▸ SUPPLIED DATA:
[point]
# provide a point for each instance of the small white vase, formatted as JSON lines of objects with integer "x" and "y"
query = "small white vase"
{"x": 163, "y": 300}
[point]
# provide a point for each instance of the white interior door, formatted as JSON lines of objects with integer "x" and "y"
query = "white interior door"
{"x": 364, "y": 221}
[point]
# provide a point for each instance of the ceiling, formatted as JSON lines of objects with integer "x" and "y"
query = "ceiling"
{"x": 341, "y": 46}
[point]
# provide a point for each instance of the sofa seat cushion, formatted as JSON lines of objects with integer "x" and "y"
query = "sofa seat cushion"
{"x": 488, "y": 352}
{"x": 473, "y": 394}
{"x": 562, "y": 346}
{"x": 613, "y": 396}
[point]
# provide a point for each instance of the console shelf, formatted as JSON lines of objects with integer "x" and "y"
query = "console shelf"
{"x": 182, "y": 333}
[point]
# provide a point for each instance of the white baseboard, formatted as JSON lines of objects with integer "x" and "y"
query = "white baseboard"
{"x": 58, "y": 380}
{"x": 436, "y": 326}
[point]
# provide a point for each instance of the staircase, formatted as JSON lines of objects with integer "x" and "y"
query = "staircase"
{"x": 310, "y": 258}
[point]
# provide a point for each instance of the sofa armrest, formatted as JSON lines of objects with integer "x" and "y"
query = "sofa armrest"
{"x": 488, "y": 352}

▸ DIRECTIONS FOR THIS TASK: Please reproduce all the entries above, changing each "provide a point" to "mark a point" and leaving everything else untouched.

▸ OUTPUT BELOW:
[point]
# mark a point for each instance of the small white vase, formatted as JSON lines of objects with integer "x" and "y"
query = "small white vase"
{"x": 163, "y": 300}
[point]
# mark a point for each instance of the white interior door, formatted as JSON lines of objects with integer "x" and "y"
query = "white interior door"
{"x": 364, "y": 221}
[point]
# mark a point for each instance of the ceiling, formatted as JSON lines of objects with integer "x" and "y"
query = "ceiling"
{"x": 341, "y": 46}
[point]
# mark a point for each instance of the sofa seat cushion, formatted as JSON lines of objects with integer "x" and "y"
query = "sofa seat cushion"
{"x": 488, "y": 352}
{"x": 473, "y": 394}
{"x": 562, "y": 346}
{"x": 613, "y": 396}
[point]
# mark a point for each instance of the console shelf, formatted as JSON lines of objects with integer "x" and "y"
query = "console shelf"
{"x": 182, "y": 333}
[point]
# mark a point for each instance of the white baseboard, formatted as JSON lines of objects with integer "x" and "y"
query = "white baseboard"
{"x": 58, "y": 380}
{"x": 436, "y": 326}
[point]
# mark a point for each instance of the staircase, formatted as JSON lines of objects with integer "x" and "y"
query = "staircase"
{"x": 310, "y": 258}
[point]
# mark a point for each instance of the sofa armrest, formatted as JSON lines of objects with integer "x" and "y"
query = "sofa armrest"
{"x": 488, "y": 352}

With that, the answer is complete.